* _Exercise instructions_
Please turn every line of the records below into a Markdown table with the columns Row and Record line, numbering the rows and skipping blank lines. Leave the pictures out.

Location identification items
-----

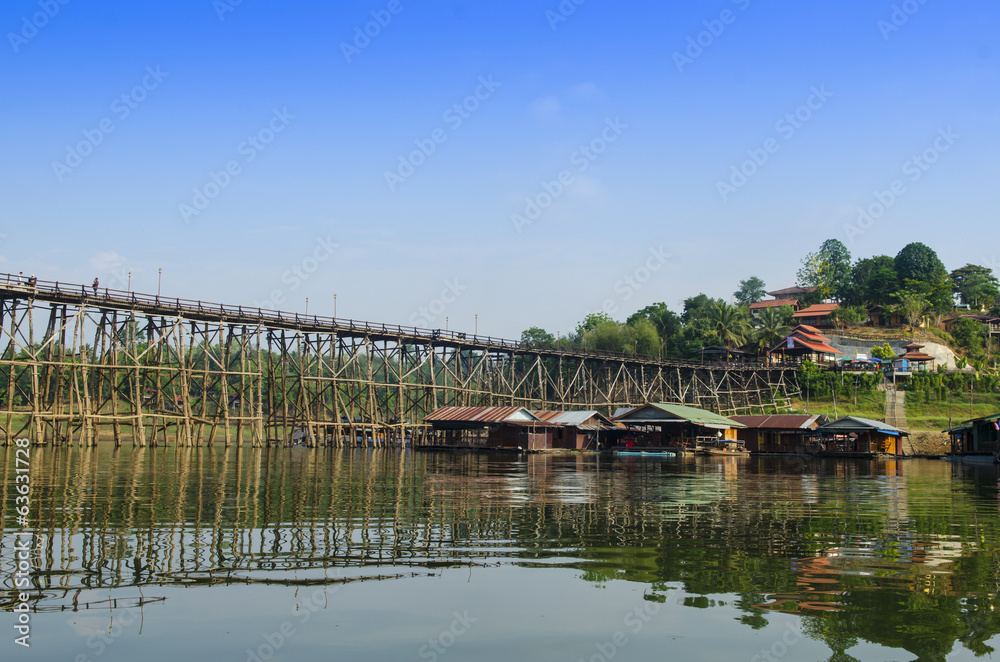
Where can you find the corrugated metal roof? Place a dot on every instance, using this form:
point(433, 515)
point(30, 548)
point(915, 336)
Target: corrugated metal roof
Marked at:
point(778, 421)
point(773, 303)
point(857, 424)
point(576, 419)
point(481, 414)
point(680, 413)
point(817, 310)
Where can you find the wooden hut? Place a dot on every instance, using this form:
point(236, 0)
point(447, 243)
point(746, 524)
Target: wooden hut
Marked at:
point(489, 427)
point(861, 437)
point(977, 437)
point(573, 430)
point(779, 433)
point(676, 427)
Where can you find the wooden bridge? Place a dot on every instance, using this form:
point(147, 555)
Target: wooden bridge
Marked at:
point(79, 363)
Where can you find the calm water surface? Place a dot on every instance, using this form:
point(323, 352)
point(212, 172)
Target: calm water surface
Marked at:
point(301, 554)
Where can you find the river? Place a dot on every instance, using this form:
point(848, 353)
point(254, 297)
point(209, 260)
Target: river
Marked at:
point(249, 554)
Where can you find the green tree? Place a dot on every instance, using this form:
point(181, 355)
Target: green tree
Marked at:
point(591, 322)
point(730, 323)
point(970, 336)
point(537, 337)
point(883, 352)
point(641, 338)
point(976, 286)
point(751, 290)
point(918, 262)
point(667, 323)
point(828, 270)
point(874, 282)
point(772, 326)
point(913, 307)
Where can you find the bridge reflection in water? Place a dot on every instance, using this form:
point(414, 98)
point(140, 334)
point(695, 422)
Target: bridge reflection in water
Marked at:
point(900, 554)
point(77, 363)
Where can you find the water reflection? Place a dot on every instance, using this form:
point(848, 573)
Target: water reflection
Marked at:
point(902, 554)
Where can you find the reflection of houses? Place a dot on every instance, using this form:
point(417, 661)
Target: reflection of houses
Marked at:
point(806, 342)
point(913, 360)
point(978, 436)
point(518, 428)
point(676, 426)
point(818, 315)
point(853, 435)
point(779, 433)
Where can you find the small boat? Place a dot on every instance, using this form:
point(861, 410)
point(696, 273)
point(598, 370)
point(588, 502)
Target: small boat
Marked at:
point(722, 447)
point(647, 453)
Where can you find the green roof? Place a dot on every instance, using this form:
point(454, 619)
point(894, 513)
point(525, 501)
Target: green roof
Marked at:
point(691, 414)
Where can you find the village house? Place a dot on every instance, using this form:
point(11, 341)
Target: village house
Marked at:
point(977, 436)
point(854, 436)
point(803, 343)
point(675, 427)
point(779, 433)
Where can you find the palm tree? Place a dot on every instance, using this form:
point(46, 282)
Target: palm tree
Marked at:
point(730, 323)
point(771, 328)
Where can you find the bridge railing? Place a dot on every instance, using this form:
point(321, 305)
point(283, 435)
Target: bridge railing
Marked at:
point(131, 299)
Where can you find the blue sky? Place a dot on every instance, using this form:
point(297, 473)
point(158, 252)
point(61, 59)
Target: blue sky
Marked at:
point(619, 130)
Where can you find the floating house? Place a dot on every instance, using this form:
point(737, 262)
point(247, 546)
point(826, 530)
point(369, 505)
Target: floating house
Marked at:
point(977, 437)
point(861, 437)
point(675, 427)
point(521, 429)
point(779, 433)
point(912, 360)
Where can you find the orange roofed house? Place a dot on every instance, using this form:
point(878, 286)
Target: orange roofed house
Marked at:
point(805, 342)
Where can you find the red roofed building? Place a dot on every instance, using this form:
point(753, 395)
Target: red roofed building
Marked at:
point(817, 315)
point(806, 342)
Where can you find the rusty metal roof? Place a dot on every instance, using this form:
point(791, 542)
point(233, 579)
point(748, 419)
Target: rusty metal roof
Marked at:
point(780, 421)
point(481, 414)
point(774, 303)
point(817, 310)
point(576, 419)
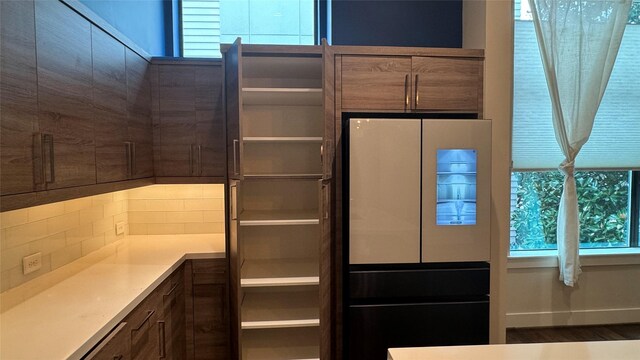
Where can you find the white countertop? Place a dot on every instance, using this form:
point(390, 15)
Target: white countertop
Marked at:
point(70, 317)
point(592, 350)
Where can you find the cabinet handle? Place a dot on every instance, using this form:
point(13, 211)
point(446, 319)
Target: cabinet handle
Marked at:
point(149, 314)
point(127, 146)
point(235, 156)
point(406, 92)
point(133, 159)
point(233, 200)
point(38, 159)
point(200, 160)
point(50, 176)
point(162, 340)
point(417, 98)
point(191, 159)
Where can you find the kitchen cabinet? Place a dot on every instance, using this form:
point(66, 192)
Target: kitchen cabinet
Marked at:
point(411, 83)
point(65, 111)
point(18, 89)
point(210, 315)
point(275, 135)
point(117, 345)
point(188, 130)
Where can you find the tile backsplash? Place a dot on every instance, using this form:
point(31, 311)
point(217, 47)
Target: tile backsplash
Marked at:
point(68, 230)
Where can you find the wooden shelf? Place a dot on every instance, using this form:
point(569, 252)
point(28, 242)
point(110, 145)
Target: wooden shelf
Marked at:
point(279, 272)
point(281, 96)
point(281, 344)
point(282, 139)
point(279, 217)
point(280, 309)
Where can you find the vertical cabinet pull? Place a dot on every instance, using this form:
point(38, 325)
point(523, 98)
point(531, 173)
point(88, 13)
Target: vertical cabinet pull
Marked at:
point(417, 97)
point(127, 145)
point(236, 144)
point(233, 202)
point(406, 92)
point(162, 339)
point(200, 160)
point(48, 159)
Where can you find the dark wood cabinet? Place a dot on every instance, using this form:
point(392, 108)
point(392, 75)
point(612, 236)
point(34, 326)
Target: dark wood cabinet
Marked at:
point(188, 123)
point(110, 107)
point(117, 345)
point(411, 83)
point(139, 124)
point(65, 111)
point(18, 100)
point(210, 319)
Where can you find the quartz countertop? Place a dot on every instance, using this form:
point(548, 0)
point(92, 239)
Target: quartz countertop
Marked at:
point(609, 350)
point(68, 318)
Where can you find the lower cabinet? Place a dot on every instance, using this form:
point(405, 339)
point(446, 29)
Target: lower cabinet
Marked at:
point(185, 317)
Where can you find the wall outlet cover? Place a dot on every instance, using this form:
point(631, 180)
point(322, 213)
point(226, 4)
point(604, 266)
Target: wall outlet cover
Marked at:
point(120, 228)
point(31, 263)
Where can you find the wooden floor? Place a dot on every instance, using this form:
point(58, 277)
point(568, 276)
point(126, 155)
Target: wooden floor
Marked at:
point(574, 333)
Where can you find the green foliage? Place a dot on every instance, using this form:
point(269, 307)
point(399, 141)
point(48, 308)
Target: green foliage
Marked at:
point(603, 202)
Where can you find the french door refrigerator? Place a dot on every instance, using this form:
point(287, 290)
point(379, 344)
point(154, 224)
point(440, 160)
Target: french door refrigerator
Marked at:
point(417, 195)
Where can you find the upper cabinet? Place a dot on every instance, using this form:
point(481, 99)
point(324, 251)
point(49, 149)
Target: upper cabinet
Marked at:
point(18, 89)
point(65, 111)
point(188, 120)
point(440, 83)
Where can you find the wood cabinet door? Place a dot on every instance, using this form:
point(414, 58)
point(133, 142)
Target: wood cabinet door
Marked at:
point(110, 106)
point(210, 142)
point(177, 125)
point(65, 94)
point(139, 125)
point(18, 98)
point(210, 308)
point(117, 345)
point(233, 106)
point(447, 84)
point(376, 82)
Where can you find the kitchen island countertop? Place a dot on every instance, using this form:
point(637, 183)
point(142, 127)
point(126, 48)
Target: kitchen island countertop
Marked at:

-----

* _Task output_
| Row | Record line |
|---|---|
| 1 | Where can you find the corrugated metal roof? Place a dot on every instance, using this form: |
| 2 | point(433, 515) |
| 3 | point(30, 548) |
| 4 | point(915, 336) |
| 5 | Target: corrugated metal roof |
| 6 | Marked at: |
| 7 | point(778, 421) |
| 8 | point(773, 303) |
| 9 | point(857, 424) |
| 10 | point(576, 419) |
| 11 | point(481, 414) |
| 12 | point(680, 413) |
| 13 | point(817, 310) |
| 14 | Where can you find the wooden hut? Place a dot on every instance, using this form: |
| 15 | point(236, 0) |
| 16 | point(447, 243) |
| 17 | point(746, 524) |
| 18 | Target: wooden hut |
| 19 | Marked at: |
| 20 | point(489, 427) |
| 21 | point(861, 437) |
| 22 | point(977, 437) |
| 23 | point(573, 430) |
| 24 | point(779, 433) |
| 25 | point(676, 427) |
| 26 | Where can you find the wooden bridge? Place a dot on every instance, using this form: |
| 27 | point(147, 555) |
| 28 | Target: wooden bridge |
| 29 | Marked at: |
| 30 | point(79, 363) |
| 31 | Where can you find the calm water surface? Place a dot on every instance, using this form: |
| 32 | point(323, 352) |
| 33 | point(212, 172) |
| 34 | Target: calm water surface |
| 35 | Marked at: |
| 36 | point(301, 554) |
| 37 | Where can you find the river? Place a dot on every instance, using this form: |
| 38 | point(848, 353) |
| 39 | point(254, 297) |
| 40 | point(209, 260) |
| 41 | Target: river |
| 42 | Marked at: |
| 43 | point(249, 554) |
| 44 | Where can you find the green tree? Place a dot on every instance, using this form: |
| 45 | point(181, 355) |
| 46 | Target: green tree |
| 47 | Marked at: |
| 48 | point(591, 322) |
| 49 | point(730, 323) |
| 50 | point(970, 336) |
| 51 | point(537, 337) |
| 52 | point(883, 352) |
| 53 | point(641, 338) |
| 54 | point(976, 286) |
| 55 | point(751, 290) |
| 56 | point(918, 262) |
| 57 | point(667, 323) |
| 58 | point(828, 270) |
| 59 | point(874, 282) |
| 60 | point(772, 326) |
| 61 | point(913, 307) |
| 62 | Where can you find the bridge reflection in water? Place a dot on every instance, using this form: |
| 63 | point(414, 98) |
| 64 | point(140, 334) |
| 65 | point(695, 422) |
| 66 | Target: bridge reflection in water |
| 67 | Marked at: |
| 68 | point(900, 554) |
| 69 | point(77, 363) |
| 70 | Where can you find the water reflection? Place a dot on every instance, using this form: |
| 71 | point(848, 573) |
| 72 | Target: water reflection |
| 73 | Marked at: |
| 74 | point(902, 554) |
| 75 | Where can you find the reflection of houses? Place a dot on every instance, using this form: |
| 76 | point(417, 661) |
| 77 | Target: reflection of houses |
| 78 | Marked at: |
| 79 | point(806, 342) |
| 80 | point(913, 360) |
| 81 | point(978, 436) |
| 82 | point(518, 428) |
| 83 | point(676, 426) |
| 84 | point(818, 315) |
| 85 | point(853, 435) |
| 86 | point(779, 433) |
| 87 | Where can you find the small boat? Place a dot on every instance, using this form: |
| 88 | point(861, 410) |
| 89 | point(696, 273) |
| 90 | point(598, 370) |
| 91 | point(588, 502) |
| 92 | Target: small boat |
| 93 | Marked at: |
| 94 | point(722, 447) |
| 95 | point(647, 453) |
| 96 | Where can you find the green roof? Place a dot on every instance, using this form: |
| 97 | point(454, 619) |
| 98 | point(894, 513) |
| 99 | point(525, 501) |
| 100 | Target: green roof |
| 101 | Marked at: |
| 102 | point(691, 414) |
| 103 | Where can you find the village house? Place a dot on every instance, using this form: |
| 104 | point(11, 341) |
| 105 | Target: village house |
| 106 | Marked at: |
| 107 | point(977, 436) |
| 108 | point(854, 436) |
| 109 | point(803, 343) |
| 110 | point(675, 427) |
| 111 | point(779, 433) |
| 112 | Where can you find the palm tree? Place a dot on every instance, using this form: |
| 113 | point(46, 282) |
| 114 | Target: palm tree |
| 115 | Marked at: |
| 116 | point(730, 323) |
| 117 | point(771, 328) |
| 118 | Where can you find the bridge railing? Place a dot on every instance, using this form: |
| 119 | point(321, 305) |
| 120 | point(283, 435) |
| 121 | Target: bridge railing |
| 122 | Marked at: |
| 123 | point(131, 299) |
| 124 | Where can you find the blue sky? Place a dot on every instance, using this form: |
| 125 | point(297, 473) |
| 126 | point(158, 252) |
| 127 | point(61, 59) |
| 128 | Target: blue sky |
| 129 | Marked at: |
| 130 | point(619, 130) |
| 131 | Where can you find the floating house? Place a dot on every instance, using this form: |
| 132 | point(737, 262) |
| 133 | point(247, 546) |
| 134 | point(826, 530) |
| 135 | point(369, 505) |
| 136 | Target: floating house |
| 137 | Marked at: |
| 138 | point(977, 437) |
| 139 | point(861, 437) |
| 140 | point(675, 427) |
| 141 | point(521, 429) |
| 142 | point(779, 433) |
| 143 | point(912, 360) |
| 144 | Where can you find the orange roofed house? Place a dot on every instance, using this form: |
| 145 | point(878, 286) |
| 146 | Target: orange roofed house |
| 147 | Marked at: |
| 148 | point(805, 342) |
| 149 | Where can you find the red roofed building? Place a dot on every instance, using this form: |
| 150 | point(753, 395) |
| 151 | Target: red roofed building |
| 152 | Marked at: |
| 153 | point(817, 315) |
| 154 | point(806, 342) |
| 155 | Where can you find the rusty metal roof? Place a dot on every instance, using this form: |
| 156 | point(791, 542) |
| 157 | point(233, 579) |
| 158 | point(748, 419) |
| 159 | Target: rusty metal roof |
| 160 | Marked at: |
| 161 | point(780, 421) |
| 162 | point(481, 414) |
| 163 | point(774, 303) |
| 164 | point(817, 310) |
| 165 | point(576, 419) |
| 166 | Where can you find the white countertop? Place a dot on every instance, using this form: |
| 167 | point(390, 15) |
| 168 | Target: white countertop |
| 169 | Marked at: |
| 170 | point(70, 317) |
| 171 | point(592, 350) |
| 172 | Where can you find the cabinet handle? Place a dot on every instance, using this form: |
| 173 | point(13, 211) |
| 174 | point(446, 319) |
| 175 | Target: cabinet handle |
| 176 | Marked at: |
| 177 | point(149, 314) |
| 178 | point(127, 146) |
| 179 | point(235, 156) |
| 180 | point(406, 92) |
| 181 | point(133, 159) |
| 182 | point(233, 200) |
| 183 | point(38, 159) |
| 184 | point(200, 160) |
| 185 | point(50, 176) |
| 186 | point(162, 340) |
| 187 | point(417, 98) |
| 188 | point(191, 159) |
| 189 | Where can you find the kitchen cabinet? Place a dot on every instance, using this form: |
| 190 | point(66, 192) |
| 191 | Target: kitchen cabinet |
| 192 | Marked at: |
| 193 | point(411, 83) |
| 194 | point(65, 111) |
| 195 | point(18, 89) |
| 196 | point(210, 315) |
| 197 | point(275, 135) |
| 198 | point(117, 345) |
| 199 | point(188, 130) |
| 200 | Where can you find the tile backsplash? Place a dot on every instance, using this form: |
| 201 | point(31, 311) |
| 202 | point(217, 47) |
| 203 | Target: tile backsplash |
| 204 | Marked at: |
| 205 | point(68, 230) |
| 206 | Where can you find the wooden shelf? Place a dot on every instance, using this form: |
| 207 | point(569, 252) |
| 208 | point(28, 242) |
| 209 | point(110, 145) |
| 210 | Target: wooden shelf |
| 211 | Marked at: |
| 212 | point(279, 272) |
| 213 | point(281, 96) |
| 214 | point(281, 344) |
| 215 | point(282, 139) |
| 216 | point(279, 217) |
| 217 | point(280, 309) |
| 218 | Where can you find the vertical cabinet pull? Place a dot on every instance, using this form: |
| 219 | point(38, 325) |
| 220 | point(523, 98) |
| 221 | point(531, 173) |
| 222 | point(88, 13) |
| 223 | Target: vertical cabinet pull |
| 224 | Marked at: |
| 225 | point(417, 97) |
| 226 | point(127, 145) |
| 227 | point(236, 144) |
| 228 | point(233, 202) |
| 229 | point(406, 92) |
| 230 | point(162, 339) |
| 231 | point(200, 160) |
| 232 | point(48, 159) |
| 233 | Where can you find the dark wood cabinet? Place a dot on every instance, using this form: |
| 234 | point(392, 108) |
| 235 | point(392, 75) |
| 236 | point(612, 236) |
| 237 | point(34, 326) |
| 238 | Target: dark wood cabinet |
| 239 | Marked at: |
| 240 | point(188, 123) |
| 241 | point(110, 107) |
| 242 | point(117, 345) |
| 243 | point(411, 83) |
| 244 | point(139, 124) |
| 245 | point(65, 111) |
| 246 | point(18, 100) |
| 247 | point(210, 319) |
| 248 | Where can you find the quartz countertop? Place a dot on every instance, using this form: |
| 249 | point(548, 0) |
| 250 | point(92, 239) |
| 251 | Target: quartz countertop |
| 252 | Marked at: |
| 253 | point(609, 350) |
| 254 | point(68, 318) |
| 255 | Where can you find the lower cabinet? Place a dot on every instance, using this form: |
| 256 | point(405, 339) |
| 257 | point(446, 29) |
| 258 | Target: lower cabinet |
| 259 | Marked at: |
| 260 | point(185, 317) |
| 261 | Where can you find the wall outlet cover? Place a dot on every instance, using this form: |
| 262 | point(631, 180) |
| 263 | point(322, 213) |
| 264 | point(226, 4) |
| 265 | point(604, 266) |
| 266 | Target: wall outlet cover |
| 267 | Marked at: |
| 268 | point(120, 228) |
| 269 | point(31, 263) |
| 270 | Where can you find the wooden floor? Place a dot on every instance, using this form: |
| 271 | point(58, 277) |
| 272 | point(568, 276) |
| 273 | point(126, 155) |
| 274 | Target: wooden floor |
| 275 | Marked at: |
| 276 | point(574, 333) |
| 277 | Where can you find the green foliage? Place a dot on every instance, using this form: |
| 278 | point(269, 307) |
| 279 | point(399, 141) |
| 280 | point(48, 308) |
| 281 | Target: green foliage |
| 282 | Marked at: |
| 283 | point(603, 202) |
| 284 | Where can you find the french door refrigerator? Place a dot on every instance, using this form: |
| 285 | point(287, 290) |
| 286 | point(379, 344) |
| 287 | point(154, 224) |
| 288 | point(440, 160) |
| 289 | Target: french door refrigerator |
| 290 | Marked at: |
| 291 | point(417, 195) |
| 292 | Where can you find the upper cabinet? Place a dot on every instance, using this form: |
| 293 | point(481, 99) |
| 294 | point(324, 251) |
| 295 | point(49, 149) |
| 296 | Target: upper cabinet |
| 297 | Marked at: |
| 298 | point(18, 89) |
| 299 | point(65, 111) |
| 300 | point(188, 120) |
| 301 | point(440, 83) |
| 302 | Where can you find the wood cabinet door? Place a dot on every instance, using this form: |
| 303 | point(414, 58) |
| 304 | point(133, 142) |
| 305 | Target: wood cabinet door |
| 306 | Marked at: |
| 307 | point(110, 106) |
| 308 | point(210, 142) |
| 309 | point(177, 125) |
| 310 | point(65, 94) |
| 311 | point(139, 125) |
| 312 | point(18, 98) |
| 313 | point(210, 308) |
| 314 | point(117, 345) |
| 315 | point(233, 106) |
| 316 | point(447, 84) |
| 317 | point(376, 82) |
| 318 | Where can you find the kitchen island countertop? Place a dot on every instance, using this form: |
| 319 | point(637, 183) |
| 320 | point(142, 127) |
| 321 | point(126, 48) |
| 322 | Target: kitchen island countertop |
| 323 | Marked at: |